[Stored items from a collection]
-------

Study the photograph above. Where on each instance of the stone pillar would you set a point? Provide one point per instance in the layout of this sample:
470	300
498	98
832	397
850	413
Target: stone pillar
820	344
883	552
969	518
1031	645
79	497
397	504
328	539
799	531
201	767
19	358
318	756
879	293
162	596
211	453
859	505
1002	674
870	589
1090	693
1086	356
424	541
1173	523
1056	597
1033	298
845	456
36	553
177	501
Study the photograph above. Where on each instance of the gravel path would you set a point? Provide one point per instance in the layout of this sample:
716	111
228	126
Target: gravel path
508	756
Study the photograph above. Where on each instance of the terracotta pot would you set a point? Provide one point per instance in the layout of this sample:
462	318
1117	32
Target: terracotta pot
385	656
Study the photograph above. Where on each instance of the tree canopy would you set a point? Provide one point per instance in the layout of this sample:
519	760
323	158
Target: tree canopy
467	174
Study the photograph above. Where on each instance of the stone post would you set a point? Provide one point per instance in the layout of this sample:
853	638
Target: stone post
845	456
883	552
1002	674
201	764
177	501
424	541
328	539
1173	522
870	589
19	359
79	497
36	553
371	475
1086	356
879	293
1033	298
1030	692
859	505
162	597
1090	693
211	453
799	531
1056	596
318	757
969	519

-------

Write out every line of the material again, exactly as it reads.

Study the photograph above. Where on each instance of the stone pillar would you set a point? Provide one point per instance in the layout of this sample:
470	300
498	98
832	397
850	413
Target: stone pillar
820	344
883	552
969	518
1031	645
79	497
397	504
328	539
799	531
201	767
19	358
318	756
879	293
162	596
211	453
859	505
1002	674
870	589
1090	693
1086	356
424	541
1173	523
1056	597
1033	298
845	456
36	553
177	501
Study the photograph above. Where on each instance of the gravel path would you set a point? Provide one point per instance in the layout of this sample:
716	111
228	126
Target: gravel path
508	756
Study the photograph above. Where on each instance of the terracotta pot would you set a point? Provide one point per instance in the layout of this sample:
462	318
1117	32
Target: terracotta pot
385	656
Study the photograph above. Where on each instance of the tree canopy would you set a point? Provide one point per instance in the layout of this sample:
519	760
323	158
Target: tree canopy
467	174
Study the photograph above. Where on each instance of the stone post would you set a point? Provide one point per instance in the layout of this sample:
853	638
Target: stone post
845	456
883	552
1002	674
201	764
177	501
424	541
328	539
1173	522
870	589
19	359
79	497
36	553
371	475
1086	356
879	293
1033	298
1030	692
859	505
162	597
1090	693
211	453
799	531
1056	596
318	757
969	519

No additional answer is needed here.